== TEXT SEGMENT ==
## Start

Last week, we talked about content and community in higher education. What is the role of content in online community management? What are the challenges and opportunities? Some smart higher ed community managers chimed in to share their thoughts on these questions and others.
Today, I’d like to dig a little deeper. I reached out to Jenny Mackintosh from Boston University to learn how she and other BU Marketing & Communications staff members approach content and community at one of the largest private universities in the U.S.
Mackintosh offered some wonderful examples, including methods of listening to your community for content ideas, using content to foster conversation, and measuring and responding to content to improve content quality and build a valued community.
What is the role of content in online community management?
Jenny Mackintosh: Content provides a dual purpose in community management: sparking new community conversation and reacting to what’s already being talked about. BU Today, Boston University’s daily news website, serves as a water cooler for hot-button campus issues (bikes, pedestrians and traffic on Commonwealth Avenue, for example). I don’t think we could stake a claim in the conversations at BU without contributing to them in stories, pictures and video. Across all of BU’s Marketing & Communications departments, we strive to keep unique content at the forefront of our strategy.
How can we plan for content that supports online community and social media goals?
Mackintosh: I’m a big advocate for allotting time to listen to what your campus community is actually saying. Set up a Twitter list of campus conversationalists. Subscribe to student and faculty blogs. Browse Tumblr for your school’s tag [see BU’s tag]. Attend or host events on campus where you can meet your community in person, like Dean Kenn Elmore’s Coffee and Conversation forum.
Here are a few great examples of BU Today stories that came out of listening to social media:
How did listening inform the creation of these BU Today stories?
Mackintosh: Dancing with the (Classroom) Stars, for example, came from a Tumblr post by a student who was involved in the planning of the event. Fancy Friday was discovered on Facebook, I think after the manager of the group’s page promoted it on the main BU Facebook page. It seems like a lot to listen for, but with a little setup time, checking these channels for ideas can become a quick daily task.
What are the content challenges you face in supporting your online community?

## End

Write out the passage from the interview on content and online community, starting at "Today, I’d like" and ending at "a valued community.".

== RECORDED INFORMATION ==
## Start

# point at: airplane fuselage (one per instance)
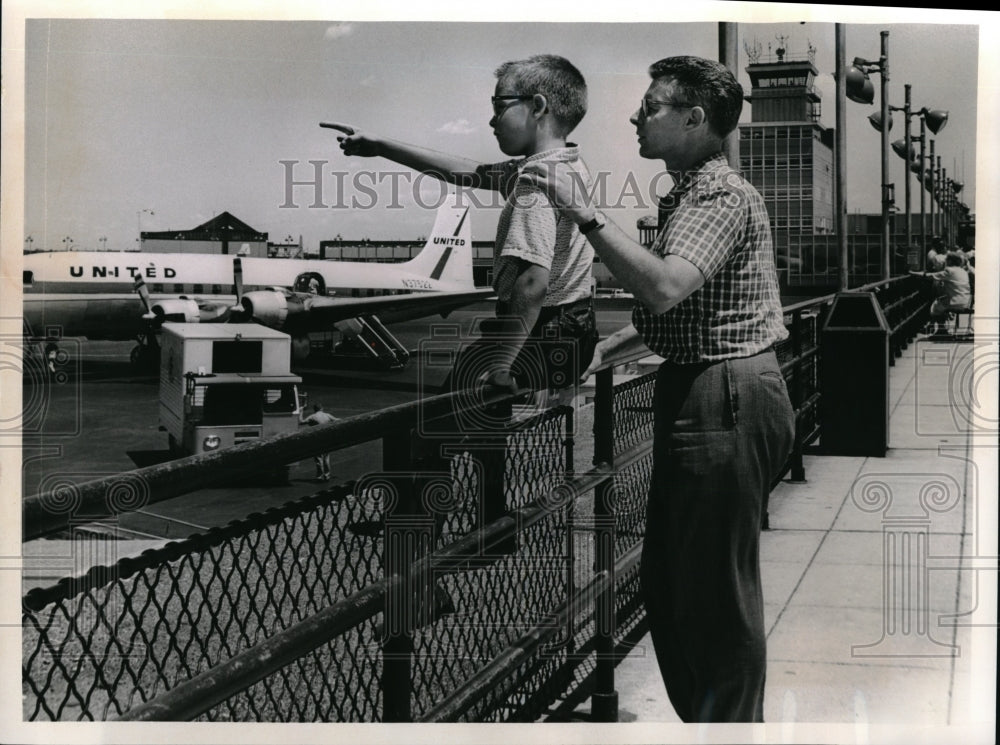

## End

== FINISHED ANSWER ==
Today, I’d like to dig a little deeper. I reached out to Jenny Mackintosh from Boston University to learn how she and other BU Marketing & Communications staff members approach content and community at one of the largest private universities in the U.S.
Mackintosh offered some wonderful examples, including methods of listening to your community for content ideas, using content to foster conversation, and measuring and responding to content to improve content quality and build a valued community.